# EXERCISE OBJECTIVE
Please retype every entry below, keeping it exactly the same.

[Start of section]

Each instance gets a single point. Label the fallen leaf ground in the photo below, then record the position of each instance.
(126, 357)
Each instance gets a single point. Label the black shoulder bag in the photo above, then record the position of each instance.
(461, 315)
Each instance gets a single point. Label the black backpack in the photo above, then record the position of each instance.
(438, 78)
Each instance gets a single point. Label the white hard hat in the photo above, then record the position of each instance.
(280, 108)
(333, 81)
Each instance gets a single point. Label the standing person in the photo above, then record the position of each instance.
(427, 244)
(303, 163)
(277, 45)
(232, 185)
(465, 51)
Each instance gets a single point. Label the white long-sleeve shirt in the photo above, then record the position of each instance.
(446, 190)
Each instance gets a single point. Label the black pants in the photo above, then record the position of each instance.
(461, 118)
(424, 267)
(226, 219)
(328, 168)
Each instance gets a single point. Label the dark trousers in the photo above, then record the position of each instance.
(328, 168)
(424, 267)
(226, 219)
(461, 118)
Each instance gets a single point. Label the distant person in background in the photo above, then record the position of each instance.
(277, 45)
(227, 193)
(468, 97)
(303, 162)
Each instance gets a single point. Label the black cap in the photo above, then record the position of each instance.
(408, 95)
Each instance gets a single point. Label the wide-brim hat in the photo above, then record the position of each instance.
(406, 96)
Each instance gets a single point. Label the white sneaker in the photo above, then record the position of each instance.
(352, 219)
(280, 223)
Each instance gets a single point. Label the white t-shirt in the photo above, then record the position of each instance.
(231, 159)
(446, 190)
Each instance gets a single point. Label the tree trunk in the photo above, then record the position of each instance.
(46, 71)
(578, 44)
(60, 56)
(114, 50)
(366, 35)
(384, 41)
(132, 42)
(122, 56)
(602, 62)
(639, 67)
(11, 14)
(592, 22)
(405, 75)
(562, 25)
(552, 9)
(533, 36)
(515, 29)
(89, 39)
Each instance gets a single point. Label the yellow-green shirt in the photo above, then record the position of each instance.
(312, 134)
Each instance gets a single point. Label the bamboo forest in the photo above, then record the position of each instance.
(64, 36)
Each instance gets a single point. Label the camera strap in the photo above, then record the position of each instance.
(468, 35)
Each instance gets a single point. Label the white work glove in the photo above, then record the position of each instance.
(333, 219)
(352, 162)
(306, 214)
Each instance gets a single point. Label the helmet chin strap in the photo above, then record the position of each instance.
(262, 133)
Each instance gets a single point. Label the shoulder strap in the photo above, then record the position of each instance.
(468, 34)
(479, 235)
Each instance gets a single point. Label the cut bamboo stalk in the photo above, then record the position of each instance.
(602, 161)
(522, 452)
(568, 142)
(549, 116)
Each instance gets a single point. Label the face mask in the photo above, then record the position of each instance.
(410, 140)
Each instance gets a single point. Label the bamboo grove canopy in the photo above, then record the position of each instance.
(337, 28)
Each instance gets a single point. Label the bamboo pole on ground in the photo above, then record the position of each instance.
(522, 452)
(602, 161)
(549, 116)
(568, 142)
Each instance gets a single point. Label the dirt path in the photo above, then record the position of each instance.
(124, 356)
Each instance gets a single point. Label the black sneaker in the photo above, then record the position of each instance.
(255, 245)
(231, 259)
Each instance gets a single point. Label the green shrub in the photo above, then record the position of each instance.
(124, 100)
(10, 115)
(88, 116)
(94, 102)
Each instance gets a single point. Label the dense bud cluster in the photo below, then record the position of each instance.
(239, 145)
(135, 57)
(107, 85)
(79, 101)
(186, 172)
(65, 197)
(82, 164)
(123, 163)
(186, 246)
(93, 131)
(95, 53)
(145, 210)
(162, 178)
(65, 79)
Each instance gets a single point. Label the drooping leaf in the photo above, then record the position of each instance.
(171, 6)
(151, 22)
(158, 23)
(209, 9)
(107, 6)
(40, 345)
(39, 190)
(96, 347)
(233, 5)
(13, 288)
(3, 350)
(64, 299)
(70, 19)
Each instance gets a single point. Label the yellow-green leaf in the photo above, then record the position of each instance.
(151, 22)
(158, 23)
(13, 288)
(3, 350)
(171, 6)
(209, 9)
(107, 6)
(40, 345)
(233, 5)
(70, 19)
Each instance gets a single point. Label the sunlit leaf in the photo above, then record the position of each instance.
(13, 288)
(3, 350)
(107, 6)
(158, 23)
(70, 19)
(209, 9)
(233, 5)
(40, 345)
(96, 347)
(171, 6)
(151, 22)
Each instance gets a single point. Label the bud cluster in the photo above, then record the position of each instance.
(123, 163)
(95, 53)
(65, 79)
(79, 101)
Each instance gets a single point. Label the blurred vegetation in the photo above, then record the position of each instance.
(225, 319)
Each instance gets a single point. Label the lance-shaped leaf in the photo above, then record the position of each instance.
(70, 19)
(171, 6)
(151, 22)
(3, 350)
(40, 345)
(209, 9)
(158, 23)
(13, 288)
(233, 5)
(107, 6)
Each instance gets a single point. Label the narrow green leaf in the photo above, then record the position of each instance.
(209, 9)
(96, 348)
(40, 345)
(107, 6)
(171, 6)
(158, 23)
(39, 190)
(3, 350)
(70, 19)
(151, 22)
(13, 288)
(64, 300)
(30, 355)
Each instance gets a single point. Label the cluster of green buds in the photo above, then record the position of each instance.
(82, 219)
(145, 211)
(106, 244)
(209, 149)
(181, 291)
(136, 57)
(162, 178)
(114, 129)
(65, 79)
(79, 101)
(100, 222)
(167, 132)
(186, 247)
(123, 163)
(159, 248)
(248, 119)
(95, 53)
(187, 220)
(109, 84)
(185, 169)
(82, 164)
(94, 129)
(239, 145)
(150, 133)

[End of section]

# RESPONSE FOR THIS EXERCISE
Each instance gets a single point. Label the fallen leaf ground in the photo below, then record the position of each instance.
(126, 357)
Each instance gets a single point. Label the black shoulder bag in the photo above, then record the position of each instance.
(461, 315)
Each instance gets a single point. Label the black backpack in the photo above, then record the position of each instance.
(438, 78)
Each instance gets a single point. Label the white hard hat in the photo above, then record the position of each instance.
(280, 108)
(333, 81)
Each instance gets a single point. Label the standing person in the photo above, then record the position of each instance.
(427, 244)
(303, 163)
(277, 45)
(232, 185)
(465, 51)
Each instance gets a single point. Label the white long-sleeve shirt in the photo above, then record the position of each instance.
(446, 190)
Each instance gets a single point. Label the black pants in the photo above, then record the position of each instance.
(461, 118)
(424, 267)
(226, 219)
(328, 168)
Each instance gets a single point. Label the dark trousers in the photo above, then record the position of each instance.
(328, 168)
(424, 267)
(226, 219)
(461, 118)
Each instance gets a single point. Label the distant person in background in the photo above, then record the position of each instance.
(277, 45)
(227, 193)
(468, 97)
(303, 162)
Each instance gets a single point. Label the black cap in the photo above, then record the position of each instance.
(408, 95)
Each instance gets a single point. Label the wide-brim hat in the photo above, then record the position of each instance.
(406, 96)
Each instance gets a single point. Label the white sneaker in the photo above, then record the position of each instance.
(352, 219)
(280, 223)
Each instance gets a single point. Label the white t-shirt in the photo above, then record the position of each instance.
(231, 159)
(446, 190)
Each instance gets a single point. Label the tree trunk in the photo above, then record the position of each instance.
(46, 71)
(578, 44)
(60, 56)
(114, 50)
(366, 35)
(384, 41)
(132, 42)
(122, 56)
(602, 62)
(639, 67)
(11, 14)
(592, 22)
(405, 75)
(562, 25)
(552, 9)
(533, 36)
(515, 29)
(89, 39)
Each instance gets a single point. Label the yellow-green shirt in the photo above, then record the position of each instance.
(312, 134)
Each instance gets a single point. Label the bamboo forest in the photo above, then record the position of each instance.
(64, 36)
Each instance gets a single point. Label the camera strap in the photo above, then record the position of each instance.
(468, 35)
Each instance gets a single point. Label the white work glove in the photo above, then record the position of each instance.
(333, 219)
(352, 162)
(306, 214)
Each instance gets a single point. Label the helmet chin strap in the photo above, then record the position of each instance.
(262, 133)
Each instance gets a single point. Label the shoulder strap in the photo above, then record the position of each instance.
(468, 34)
(479, 235)
Each instance gets a single point. Label the cut bamboo stalk in the photo above, then record the position of each instance.
(602, 161)
(522, 452)
(568, 142)
(549, 116)
Each instance gets a single point. Label the face mask in the photo above, then record the position of each instance.
(410, 140)
Each instance gets a single point. Label the bamboo grove canopy in the photo above, then record the position of each instance.
(337, 28)
Each instance gets a single point. Label the bamboo pole on ground in the photo above, then record the position of each instance.
(522, 452)
(602, 161)
(549, 116)
(568, 142)
Each instance gets a single point. Label the dirt path in the photo above, then record the position of each instance.
(124, 356)
Each instance gets a single point. Label the black sneaker in the photo above, then record the position of each instance.
(255, 245)
(231, 259)
Each instance gets a single point. Label the green shrub in the photo above, then record the position of each instance.
(124, 100)
(10, 115)
(88, 116)
(94, 102)
Each instance gets a single point. Label the dense bud cluster in the photo below, then record the position of each instance.
(239, 145)
(135, 57)
(107, 85)
(79, 101)
(186, 172)
(65, 197)
(82, 164)
(123, 163)
(186, 246)
(93, 131)
(95, 53)
(145, 210)
(162, 178)
(65, 79)
Each instance gets a single point. Label the drooping leaf in the photo above, then record the position of each instance.
(171, 6)
(151, 22)
(158, 23)
(209, 9)
(107, 6)
(40, 345)
(39, 190)
(96, 347)
(233, 5)
(13, 288)
(3, 350)
(64, 299)
(70, 19)
Each instance gets a single point. Label the yellow-green leaf in the photo above, then record the position of each instance.
(151, 22)
(158, 23)
(13, 288)
(3, 350)
(171, 6)
(209, 9)
(107, 6)
(40, 345)
(233, 5)
(70, 19)
Each instance gets a single point. Label the sunlit leaf in the photo above, then record the position of each instance.
(13, 288)
(3, 350)
(107, 6)
(158, 23)
(70, 19)
(209, 9)
(233, 5)
(40, 345)
(96, 347)
(171, 6)
(151, 22)
Each instance gets a single point. Label the bud cluster in the photo above, then record the position of each instance.
(123, 163)
(95, 53)
(65, 79)
(79, 101)
Each instance gets a single point. Label the blurred vegetation in the photo above, then record the position of each instance.
(225, 319)
Each instance gets a single point. Label the lance-shaped leaf in the photo above, then record the position of each instance.
(70, 19)
(171, 6)
(151, 22)
(3, 350)
(40, 345)
(209, 9)
(158, 23)
(13, 288)
(233, 5)
(107, 6)
Each instance gets a single point. Label the narrow green leaf in the photo above, then record the position of each instance.
(209, 9)
(96, 348)
(40, 345)
(107, 6)
(171, 6)
(158, 23)
(39, 190)
(3, 350)
(70, 19)
(151, 22)
(13, 288)
(64, 300)
(30, 355)
Each instance gets a single point. Label the cluster of green buds in the photo above, then record the position of each instance.
(82, 219)
(145, 211)
(106, 244)
(209, 149)
(181, 291)
(136, 57)
(162, 178)
(114, 129)
(65, 79)
(79, 101)
(100, 222)
(167, 132)
(186, 247)
(123, 163)
(159, 248)
(248, 119)
(95, 53)
(187, 220)
(109, 84)
(185, 169)
(82, 164)
(94, 129)
(239, 145)
(150, 133)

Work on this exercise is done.